- _EXERCISE_:
Please gather every line of the records below that contains the word "child".

[Records from a collection]
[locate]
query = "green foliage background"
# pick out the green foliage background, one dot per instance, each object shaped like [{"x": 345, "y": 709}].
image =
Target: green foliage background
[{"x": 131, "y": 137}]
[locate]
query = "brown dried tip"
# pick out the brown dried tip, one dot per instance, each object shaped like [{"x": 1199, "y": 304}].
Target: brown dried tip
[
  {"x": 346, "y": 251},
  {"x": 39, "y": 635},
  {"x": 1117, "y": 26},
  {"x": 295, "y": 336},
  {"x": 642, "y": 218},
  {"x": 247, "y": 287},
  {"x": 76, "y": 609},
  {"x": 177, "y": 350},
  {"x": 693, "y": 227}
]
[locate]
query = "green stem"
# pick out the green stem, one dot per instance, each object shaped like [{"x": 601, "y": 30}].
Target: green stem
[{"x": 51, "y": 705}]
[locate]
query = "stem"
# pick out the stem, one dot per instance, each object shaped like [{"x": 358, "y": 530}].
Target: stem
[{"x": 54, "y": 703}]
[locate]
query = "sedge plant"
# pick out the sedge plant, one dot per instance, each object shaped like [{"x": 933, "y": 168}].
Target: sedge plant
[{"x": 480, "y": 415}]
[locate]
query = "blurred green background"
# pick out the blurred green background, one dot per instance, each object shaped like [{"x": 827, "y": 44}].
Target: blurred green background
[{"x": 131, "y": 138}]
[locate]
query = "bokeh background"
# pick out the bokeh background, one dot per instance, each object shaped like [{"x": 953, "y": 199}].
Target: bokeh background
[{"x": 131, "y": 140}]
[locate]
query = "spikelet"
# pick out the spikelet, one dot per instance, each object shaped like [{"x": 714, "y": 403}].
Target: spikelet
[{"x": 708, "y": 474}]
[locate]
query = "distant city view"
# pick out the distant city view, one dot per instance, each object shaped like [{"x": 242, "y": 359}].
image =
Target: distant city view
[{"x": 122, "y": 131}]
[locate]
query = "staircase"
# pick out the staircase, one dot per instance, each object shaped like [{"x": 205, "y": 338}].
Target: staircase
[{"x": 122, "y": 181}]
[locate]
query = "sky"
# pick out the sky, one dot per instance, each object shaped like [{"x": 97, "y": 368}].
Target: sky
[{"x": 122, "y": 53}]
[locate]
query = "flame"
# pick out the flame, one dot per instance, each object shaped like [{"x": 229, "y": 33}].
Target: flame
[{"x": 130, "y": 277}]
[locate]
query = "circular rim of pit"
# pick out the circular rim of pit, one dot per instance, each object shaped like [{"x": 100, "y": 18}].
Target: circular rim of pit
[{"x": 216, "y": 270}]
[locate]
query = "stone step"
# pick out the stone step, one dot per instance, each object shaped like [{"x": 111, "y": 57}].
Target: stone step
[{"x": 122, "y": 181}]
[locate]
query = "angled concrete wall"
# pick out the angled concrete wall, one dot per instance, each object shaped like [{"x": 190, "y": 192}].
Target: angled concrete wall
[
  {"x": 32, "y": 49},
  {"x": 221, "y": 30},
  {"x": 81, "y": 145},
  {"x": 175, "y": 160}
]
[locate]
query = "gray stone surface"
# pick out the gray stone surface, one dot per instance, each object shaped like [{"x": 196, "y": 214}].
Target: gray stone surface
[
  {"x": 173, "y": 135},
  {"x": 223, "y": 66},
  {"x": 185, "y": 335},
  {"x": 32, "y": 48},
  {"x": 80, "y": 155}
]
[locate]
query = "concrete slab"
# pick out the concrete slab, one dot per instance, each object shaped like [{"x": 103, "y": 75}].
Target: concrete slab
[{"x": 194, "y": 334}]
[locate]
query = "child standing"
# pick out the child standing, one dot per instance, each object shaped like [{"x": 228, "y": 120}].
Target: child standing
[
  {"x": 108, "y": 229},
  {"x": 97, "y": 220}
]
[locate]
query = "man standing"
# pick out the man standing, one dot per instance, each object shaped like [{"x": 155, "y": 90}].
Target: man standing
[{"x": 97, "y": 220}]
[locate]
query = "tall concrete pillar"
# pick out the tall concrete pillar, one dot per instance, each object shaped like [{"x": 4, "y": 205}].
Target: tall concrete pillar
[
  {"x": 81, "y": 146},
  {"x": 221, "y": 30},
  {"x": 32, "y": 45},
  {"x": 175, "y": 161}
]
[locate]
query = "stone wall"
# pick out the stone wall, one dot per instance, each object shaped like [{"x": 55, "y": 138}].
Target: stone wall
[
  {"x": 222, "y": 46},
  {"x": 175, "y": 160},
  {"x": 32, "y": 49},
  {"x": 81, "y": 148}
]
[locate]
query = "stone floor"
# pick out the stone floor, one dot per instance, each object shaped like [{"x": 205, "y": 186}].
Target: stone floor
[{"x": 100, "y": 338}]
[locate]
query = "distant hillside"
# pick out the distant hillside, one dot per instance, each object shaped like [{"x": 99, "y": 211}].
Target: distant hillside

- _SOLUTION FOR THIS TASK_:
query = "child standing"
# pick out the child standing, one dot per instance, each object shaped like [{"x": 228, "y": 120}].
Target: child standing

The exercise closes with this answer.